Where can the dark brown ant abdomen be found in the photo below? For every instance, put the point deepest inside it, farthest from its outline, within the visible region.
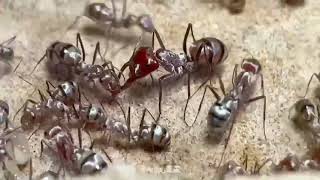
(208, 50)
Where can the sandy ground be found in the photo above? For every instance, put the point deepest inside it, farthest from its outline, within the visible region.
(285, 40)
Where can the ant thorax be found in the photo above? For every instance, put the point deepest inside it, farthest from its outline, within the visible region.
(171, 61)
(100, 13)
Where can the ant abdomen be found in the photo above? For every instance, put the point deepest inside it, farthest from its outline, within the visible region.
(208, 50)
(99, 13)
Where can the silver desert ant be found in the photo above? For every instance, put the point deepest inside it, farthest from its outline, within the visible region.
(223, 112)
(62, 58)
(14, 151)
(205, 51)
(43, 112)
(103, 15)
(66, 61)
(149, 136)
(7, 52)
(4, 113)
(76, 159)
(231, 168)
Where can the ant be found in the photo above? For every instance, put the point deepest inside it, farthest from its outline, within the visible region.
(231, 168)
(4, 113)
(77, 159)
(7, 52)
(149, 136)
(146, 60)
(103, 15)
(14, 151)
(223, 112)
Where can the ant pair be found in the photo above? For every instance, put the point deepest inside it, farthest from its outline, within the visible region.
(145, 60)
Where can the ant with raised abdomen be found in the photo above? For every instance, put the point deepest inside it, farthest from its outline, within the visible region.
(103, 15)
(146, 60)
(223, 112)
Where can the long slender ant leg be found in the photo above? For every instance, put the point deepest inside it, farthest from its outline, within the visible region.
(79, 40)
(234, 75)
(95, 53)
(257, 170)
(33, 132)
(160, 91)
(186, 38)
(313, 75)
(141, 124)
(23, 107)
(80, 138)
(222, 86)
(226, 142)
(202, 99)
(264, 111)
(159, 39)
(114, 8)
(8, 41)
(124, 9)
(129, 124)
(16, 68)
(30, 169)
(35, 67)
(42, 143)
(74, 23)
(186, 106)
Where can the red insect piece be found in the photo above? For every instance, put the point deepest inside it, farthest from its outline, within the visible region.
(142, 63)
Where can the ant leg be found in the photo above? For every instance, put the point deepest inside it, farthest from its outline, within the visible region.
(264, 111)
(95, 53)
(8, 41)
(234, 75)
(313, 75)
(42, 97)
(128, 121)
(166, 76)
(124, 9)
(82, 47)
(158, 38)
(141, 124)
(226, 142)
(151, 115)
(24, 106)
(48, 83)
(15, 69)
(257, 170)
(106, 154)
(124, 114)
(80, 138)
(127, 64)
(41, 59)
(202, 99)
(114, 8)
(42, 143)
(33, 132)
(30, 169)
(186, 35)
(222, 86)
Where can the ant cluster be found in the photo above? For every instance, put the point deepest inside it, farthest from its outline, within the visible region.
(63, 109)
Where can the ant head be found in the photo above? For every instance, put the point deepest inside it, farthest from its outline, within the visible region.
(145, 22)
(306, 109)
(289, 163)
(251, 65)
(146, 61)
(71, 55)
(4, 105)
--
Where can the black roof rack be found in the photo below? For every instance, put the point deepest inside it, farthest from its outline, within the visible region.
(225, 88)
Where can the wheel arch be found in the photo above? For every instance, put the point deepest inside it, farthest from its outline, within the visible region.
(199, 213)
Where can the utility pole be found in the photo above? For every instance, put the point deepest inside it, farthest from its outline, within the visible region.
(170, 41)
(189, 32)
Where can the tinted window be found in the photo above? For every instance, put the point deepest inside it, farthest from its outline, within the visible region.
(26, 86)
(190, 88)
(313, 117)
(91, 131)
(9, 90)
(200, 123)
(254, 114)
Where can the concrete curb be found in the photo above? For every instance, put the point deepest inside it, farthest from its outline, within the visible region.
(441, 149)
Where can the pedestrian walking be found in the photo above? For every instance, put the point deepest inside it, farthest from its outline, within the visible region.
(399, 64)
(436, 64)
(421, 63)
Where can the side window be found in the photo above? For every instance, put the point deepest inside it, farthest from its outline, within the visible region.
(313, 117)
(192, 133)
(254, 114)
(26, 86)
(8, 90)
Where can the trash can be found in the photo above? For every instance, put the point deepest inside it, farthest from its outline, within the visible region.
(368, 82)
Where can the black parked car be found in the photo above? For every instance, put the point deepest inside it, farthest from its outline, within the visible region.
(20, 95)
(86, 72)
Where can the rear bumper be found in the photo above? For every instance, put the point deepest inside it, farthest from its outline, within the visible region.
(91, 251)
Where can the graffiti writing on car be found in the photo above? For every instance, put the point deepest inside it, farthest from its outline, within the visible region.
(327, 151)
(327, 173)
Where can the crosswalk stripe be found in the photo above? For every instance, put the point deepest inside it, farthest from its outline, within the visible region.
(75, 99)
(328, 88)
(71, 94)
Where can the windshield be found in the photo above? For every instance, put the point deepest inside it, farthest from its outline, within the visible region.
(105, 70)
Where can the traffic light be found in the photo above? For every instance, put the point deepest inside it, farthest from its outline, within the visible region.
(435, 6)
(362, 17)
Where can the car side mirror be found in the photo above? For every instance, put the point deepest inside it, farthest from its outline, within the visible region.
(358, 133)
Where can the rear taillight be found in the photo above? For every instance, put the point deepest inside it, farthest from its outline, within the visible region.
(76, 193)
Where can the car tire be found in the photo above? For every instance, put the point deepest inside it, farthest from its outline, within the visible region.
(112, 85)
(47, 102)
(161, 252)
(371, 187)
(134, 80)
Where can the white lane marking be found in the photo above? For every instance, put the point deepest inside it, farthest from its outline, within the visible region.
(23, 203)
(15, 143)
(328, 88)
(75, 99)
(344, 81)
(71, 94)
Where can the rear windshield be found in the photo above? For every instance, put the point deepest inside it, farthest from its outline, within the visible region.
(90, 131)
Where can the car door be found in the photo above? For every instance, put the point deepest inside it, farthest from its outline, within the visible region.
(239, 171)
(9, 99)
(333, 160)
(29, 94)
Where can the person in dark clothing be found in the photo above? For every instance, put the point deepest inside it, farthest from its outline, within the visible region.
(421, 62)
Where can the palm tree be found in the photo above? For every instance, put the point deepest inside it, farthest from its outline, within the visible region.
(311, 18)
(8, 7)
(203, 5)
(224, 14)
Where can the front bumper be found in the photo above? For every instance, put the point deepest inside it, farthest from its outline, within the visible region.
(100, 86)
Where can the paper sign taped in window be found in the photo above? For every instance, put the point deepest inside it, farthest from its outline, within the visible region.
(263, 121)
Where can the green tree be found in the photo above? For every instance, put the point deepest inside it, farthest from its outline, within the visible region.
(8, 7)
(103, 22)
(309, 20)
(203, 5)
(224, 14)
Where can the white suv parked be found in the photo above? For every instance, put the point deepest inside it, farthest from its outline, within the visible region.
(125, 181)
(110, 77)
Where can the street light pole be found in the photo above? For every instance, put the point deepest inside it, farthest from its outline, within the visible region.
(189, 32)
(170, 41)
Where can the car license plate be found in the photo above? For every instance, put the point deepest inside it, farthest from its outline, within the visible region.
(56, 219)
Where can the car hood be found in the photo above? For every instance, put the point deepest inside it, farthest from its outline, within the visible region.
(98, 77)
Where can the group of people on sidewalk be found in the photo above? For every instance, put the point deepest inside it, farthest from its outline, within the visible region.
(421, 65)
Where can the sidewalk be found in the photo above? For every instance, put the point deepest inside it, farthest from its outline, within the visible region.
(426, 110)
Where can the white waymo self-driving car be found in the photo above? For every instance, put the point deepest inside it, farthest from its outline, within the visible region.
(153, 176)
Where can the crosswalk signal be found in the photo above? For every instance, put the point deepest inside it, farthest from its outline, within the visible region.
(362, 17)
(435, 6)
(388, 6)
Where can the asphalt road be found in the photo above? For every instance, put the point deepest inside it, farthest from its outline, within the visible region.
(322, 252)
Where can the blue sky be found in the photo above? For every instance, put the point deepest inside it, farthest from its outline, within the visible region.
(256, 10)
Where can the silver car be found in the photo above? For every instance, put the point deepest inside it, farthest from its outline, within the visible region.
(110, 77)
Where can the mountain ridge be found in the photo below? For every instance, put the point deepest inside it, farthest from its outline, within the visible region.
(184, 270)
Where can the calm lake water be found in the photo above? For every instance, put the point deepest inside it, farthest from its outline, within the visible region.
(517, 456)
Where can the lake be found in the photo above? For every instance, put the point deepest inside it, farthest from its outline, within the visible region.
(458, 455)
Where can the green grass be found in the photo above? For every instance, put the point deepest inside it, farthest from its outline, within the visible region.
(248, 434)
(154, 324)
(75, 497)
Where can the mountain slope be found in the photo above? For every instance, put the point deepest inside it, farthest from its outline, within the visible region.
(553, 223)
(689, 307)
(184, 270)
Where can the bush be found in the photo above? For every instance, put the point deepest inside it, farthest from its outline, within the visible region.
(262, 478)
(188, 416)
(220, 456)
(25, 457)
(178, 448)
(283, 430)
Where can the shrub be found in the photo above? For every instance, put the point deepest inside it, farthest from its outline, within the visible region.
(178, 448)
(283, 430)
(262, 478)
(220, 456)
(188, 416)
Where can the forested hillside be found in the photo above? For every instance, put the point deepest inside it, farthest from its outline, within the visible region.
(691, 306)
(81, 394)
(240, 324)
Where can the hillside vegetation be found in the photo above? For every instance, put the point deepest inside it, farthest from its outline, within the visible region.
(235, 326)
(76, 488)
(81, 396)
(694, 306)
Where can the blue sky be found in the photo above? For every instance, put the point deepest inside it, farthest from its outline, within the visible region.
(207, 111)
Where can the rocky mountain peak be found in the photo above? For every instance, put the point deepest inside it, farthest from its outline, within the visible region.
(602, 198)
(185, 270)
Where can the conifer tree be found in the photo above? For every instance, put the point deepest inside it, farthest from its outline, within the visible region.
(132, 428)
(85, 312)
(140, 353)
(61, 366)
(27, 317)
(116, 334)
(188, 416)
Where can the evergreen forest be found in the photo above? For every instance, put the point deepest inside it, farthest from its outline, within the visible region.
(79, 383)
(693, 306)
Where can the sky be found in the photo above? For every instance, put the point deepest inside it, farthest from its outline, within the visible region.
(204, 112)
* * *
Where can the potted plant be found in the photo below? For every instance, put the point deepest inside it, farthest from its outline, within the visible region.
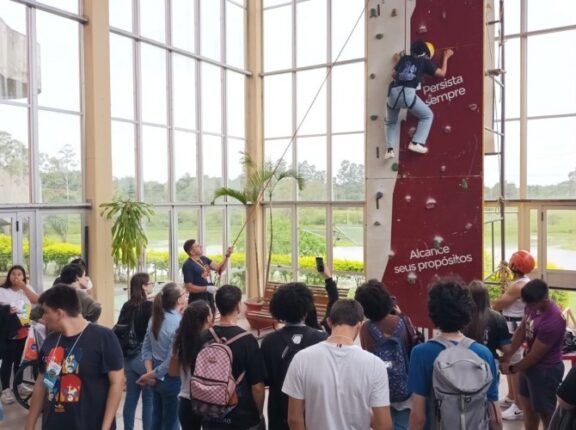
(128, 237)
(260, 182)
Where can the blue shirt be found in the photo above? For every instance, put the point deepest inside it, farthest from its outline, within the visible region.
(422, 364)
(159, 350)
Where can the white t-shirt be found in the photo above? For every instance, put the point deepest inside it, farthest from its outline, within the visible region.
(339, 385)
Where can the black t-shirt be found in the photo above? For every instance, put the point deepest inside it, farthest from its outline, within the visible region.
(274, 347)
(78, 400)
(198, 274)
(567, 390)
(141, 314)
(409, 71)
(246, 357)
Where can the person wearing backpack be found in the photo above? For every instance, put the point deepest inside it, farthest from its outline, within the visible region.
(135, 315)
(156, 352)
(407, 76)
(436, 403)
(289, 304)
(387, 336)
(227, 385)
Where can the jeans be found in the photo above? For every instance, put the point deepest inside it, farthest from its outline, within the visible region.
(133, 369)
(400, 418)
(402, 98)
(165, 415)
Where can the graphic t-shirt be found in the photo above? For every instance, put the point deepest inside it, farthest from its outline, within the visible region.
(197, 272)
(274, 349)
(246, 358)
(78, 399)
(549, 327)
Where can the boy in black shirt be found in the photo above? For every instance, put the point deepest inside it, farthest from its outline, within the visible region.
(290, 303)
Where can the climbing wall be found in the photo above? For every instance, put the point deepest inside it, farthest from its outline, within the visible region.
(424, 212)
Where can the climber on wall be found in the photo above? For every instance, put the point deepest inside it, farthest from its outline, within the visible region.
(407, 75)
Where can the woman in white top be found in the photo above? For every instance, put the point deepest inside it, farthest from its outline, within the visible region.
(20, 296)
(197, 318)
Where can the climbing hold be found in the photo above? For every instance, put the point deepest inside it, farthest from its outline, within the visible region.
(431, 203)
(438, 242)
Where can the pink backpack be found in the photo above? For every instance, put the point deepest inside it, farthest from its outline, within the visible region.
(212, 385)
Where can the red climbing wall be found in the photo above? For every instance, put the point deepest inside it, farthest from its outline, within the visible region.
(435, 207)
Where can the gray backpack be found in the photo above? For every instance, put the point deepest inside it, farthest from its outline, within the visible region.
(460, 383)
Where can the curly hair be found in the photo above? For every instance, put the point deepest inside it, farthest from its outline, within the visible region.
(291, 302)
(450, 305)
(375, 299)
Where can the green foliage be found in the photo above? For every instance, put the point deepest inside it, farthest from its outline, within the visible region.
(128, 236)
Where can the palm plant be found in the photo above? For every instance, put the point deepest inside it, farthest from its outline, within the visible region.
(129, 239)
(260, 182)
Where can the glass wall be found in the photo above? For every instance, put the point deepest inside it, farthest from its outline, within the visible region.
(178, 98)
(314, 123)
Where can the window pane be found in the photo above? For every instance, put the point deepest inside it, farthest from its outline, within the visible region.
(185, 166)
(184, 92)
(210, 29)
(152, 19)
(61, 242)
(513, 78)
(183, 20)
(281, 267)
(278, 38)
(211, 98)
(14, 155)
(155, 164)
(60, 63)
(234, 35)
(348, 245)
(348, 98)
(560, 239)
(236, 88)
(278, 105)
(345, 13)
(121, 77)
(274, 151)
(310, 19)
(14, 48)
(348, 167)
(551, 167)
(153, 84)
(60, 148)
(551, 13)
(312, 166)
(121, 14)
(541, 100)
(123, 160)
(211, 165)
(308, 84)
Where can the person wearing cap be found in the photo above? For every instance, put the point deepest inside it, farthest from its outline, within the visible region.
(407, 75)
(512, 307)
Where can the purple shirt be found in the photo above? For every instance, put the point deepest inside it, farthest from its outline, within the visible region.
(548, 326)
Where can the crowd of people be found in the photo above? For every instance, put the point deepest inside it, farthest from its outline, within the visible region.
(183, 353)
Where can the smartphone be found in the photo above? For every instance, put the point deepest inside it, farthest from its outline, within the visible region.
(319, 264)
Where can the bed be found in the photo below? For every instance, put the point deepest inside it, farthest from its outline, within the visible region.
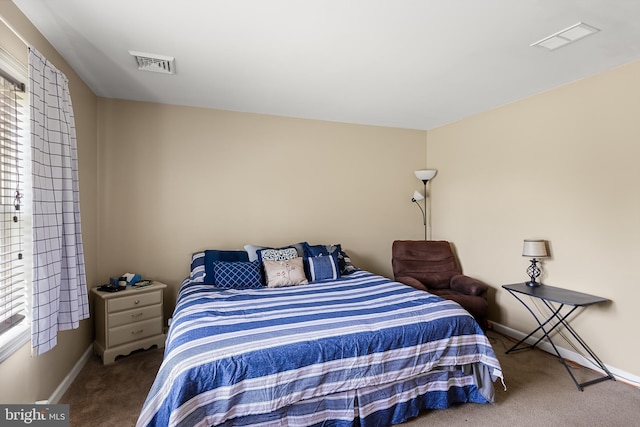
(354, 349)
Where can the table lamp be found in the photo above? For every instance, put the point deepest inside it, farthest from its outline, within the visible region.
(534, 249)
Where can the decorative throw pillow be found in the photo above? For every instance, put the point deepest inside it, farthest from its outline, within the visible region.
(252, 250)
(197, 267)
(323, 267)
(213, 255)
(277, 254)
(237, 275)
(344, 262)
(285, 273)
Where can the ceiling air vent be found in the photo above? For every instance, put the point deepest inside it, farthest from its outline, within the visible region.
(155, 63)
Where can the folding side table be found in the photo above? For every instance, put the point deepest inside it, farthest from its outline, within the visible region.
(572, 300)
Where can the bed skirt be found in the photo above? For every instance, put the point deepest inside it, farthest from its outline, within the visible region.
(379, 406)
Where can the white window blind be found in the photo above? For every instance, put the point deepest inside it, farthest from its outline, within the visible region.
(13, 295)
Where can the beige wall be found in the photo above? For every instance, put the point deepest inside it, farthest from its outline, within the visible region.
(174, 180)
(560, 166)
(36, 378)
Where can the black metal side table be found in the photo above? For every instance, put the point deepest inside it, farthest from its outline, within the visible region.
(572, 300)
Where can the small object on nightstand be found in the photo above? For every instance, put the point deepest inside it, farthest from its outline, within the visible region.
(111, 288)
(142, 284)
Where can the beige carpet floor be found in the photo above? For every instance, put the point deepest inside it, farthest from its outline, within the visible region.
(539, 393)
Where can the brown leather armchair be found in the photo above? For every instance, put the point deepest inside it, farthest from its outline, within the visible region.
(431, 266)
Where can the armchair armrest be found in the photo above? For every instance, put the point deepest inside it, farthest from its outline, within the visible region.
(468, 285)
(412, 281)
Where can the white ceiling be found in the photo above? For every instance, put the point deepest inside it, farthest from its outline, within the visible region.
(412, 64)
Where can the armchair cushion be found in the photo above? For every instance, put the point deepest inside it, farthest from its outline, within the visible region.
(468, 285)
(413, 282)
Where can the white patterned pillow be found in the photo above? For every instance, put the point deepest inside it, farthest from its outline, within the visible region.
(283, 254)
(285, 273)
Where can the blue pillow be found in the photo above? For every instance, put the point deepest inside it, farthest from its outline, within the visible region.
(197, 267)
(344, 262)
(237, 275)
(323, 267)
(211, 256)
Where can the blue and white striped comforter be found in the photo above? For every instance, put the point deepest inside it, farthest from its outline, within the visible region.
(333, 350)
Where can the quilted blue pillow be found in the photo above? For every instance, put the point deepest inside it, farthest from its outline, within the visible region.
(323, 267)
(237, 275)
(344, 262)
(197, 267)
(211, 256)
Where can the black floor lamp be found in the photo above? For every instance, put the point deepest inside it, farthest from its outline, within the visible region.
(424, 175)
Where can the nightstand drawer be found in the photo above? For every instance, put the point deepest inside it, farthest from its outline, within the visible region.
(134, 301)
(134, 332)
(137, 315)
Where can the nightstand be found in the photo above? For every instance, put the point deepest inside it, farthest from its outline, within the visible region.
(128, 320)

Goal –
Copy out, in full, every row above that contains the word "hillside".

Result –
Where can the forested hillside be found in the photo above? For every instance, put the point deepest inside it, farthest from its outline, within the visible region.
Where can the hillside vegetation be found in the photo above? For every instance, put the point deepest inside it, farthest from its outline, within the visible region.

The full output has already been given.